Starting at the line that contains "Where can you find the front door" and ending with the final line, write out all of those lines again, adding 131 to every coordinate in the answers.

━━━ Task data

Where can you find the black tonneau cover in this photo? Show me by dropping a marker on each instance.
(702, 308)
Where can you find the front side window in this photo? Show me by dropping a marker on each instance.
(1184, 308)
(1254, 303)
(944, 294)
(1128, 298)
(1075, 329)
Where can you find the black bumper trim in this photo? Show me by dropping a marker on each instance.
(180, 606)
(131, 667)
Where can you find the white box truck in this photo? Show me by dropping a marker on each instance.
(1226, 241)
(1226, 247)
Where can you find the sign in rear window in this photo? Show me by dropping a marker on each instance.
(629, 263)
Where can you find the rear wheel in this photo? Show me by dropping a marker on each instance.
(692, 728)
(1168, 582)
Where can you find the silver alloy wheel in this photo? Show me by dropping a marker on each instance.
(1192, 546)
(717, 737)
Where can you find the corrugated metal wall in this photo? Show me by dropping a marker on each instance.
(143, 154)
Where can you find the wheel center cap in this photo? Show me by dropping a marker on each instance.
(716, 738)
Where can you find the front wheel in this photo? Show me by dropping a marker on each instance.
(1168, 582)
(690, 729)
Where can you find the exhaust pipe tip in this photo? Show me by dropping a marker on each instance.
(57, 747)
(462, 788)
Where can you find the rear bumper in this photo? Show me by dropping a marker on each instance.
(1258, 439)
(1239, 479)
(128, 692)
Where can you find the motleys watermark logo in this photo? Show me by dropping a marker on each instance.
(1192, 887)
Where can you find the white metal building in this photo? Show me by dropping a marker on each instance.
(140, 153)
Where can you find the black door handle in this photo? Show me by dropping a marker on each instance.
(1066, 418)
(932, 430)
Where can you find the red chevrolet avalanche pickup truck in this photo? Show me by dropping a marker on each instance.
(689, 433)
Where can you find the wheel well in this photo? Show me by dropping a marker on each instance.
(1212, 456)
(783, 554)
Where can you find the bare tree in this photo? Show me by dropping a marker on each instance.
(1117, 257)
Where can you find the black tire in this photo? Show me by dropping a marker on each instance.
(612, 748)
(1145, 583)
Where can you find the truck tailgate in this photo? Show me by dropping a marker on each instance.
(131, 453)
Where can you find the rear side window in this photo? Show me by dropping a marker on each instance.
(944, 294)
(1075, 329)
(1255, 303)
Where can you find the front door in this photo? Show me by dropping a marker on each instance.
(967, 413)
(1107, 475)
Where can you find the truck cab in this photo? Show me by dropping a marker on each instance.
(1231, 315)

━━━━━━

* Full output
Where can you find the front door in this photo? Show me by dropping a marker on each instance.
(1098, 544)
(1238, 606)
Where can you find the truck cab in this photo? Show me by dropping a marker on each instance.
(1362, 446)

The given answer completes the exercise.